◆ **SET TASK 1**
In the guide to recording calls, which property gives the audio in compressed .mp3 format?

◆ **SELECTION**
— Start —

Recording Calls

The Sift API allows you individually record the voice of each participant in a call, as well as the full conversation.

Call recording is available for point to point calls initiated via the CallPhone and CallClient commands, as well as conferences created with JoinConference. In this example, we will set up recording on a conference call.

Enabling recording

There are many ways to initiate a call though Sift. For conference calls, it is usually most convenient to have participants connect via a dial-in number. The Receiving an incoming call guide covers how to set up a Sift phone number and associate it with an Application.

As before, we will implement an on_incoming callback URL using Flask.

from flask import Flask, request, jsonify

app = Flask(__name__)

@app.route('/my_conference', methods=['POST'])
def my_conference():
    """Connects to the conference."""
    response = {
        'routine': [
                'name': 'JoinConference',
                'conference_name': 'my_conference',
                'do_record': True,
                'event_callback': ''
    return jsonify(response)

The callback simply connects all incoming calls to a conference room named “my_conference”. Since we have set the do_record property to True, the Sift API will generate individual recordings for each participant, as well as a unified conference recording. We have also provided the event_callback parameter so that our server will be notified when the conference ends and our recordings are ready.

Recordings are available immediately after the call ends. The Sift API notifies us when the conference ends via the event_callback URI, which we have implemented below.

@app.route('/conference_event', methods=['POST'])
def conference_event():
    """Gets the recording when the conference ends."""
    event = request.get_json()
    if event['type'] == 'ended':
        conversation_id = event['conversation_id']

        response = requests.get('' + conversation_id)
        conversation = response.json()

We first check the event type. There are multiple different events that may be sent during the conference, including live transcripts and topics. We are interested in the Conversation Ended Event. Once we know we have the right event, We can use the conversation_id property to get the conversation from the Retrieve a conversation endpoint.

Full conversation recording

We can get a recording of the full conversation from the Conversation object returned by the Sift REST API.

wav_url = conversation['audio']['wav_file']
urllib.retrieveurl(wav_url, '~/')

Here we use the built-in urllib python library to download the .wav recording to our home directory. The audio is also available in a compressed .mp3 format via the mp3_file property.

Single-speaker recordings

In some scenarios, it is appropriate to record some participants in a conversation but not others. For instance, a salesperson may want to record their own voice during a call to review their sales pitch, but may want to avoid recording the voice of the customer for privacy reasons. The Sift API allows you to retrieve recordings for each individual channel of a call to assist with such scenarios.

— End —

◆ **SET TASK 2**
Transcribe the listing word for word, from the line that contains "Where exactly is the coffee" through the line that contains "[83,305,202,339]".

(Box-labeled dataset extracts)
— Start —

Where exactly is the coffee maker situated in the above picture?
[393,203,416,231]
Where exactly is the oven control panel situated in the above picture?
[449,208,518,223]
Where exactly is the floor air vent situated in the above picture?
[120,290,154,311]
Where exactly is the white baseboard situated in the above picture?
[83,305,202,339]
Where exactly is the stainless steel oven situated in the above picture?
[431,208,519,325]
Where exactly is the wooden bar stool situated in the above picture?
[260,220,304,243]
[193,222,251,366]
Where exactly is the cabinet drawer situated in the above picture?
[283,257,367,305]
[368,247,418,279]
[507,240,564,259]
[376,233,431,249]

— End —
— Start —

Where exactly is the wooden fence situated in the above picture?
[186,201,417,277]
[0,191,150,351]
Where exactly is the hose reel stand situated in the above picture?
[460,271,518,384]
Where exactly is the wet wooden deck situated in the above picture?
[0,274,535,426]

— End —

◆ **SOLUTION 1**
The mp3_file property.

◆ **SOLUTION 2**
Where exactly is the coffee maker situated in the above picture?
[393,203,416,231]
Where exactly is the oven control panel situated in the above picture?
[449,208,518,223]
Where exactly is the floor air vent situated in the above picture?
[120,290,154,311]
Where exactly is the white baseboard situated in the above picture?
[83,305,202,339]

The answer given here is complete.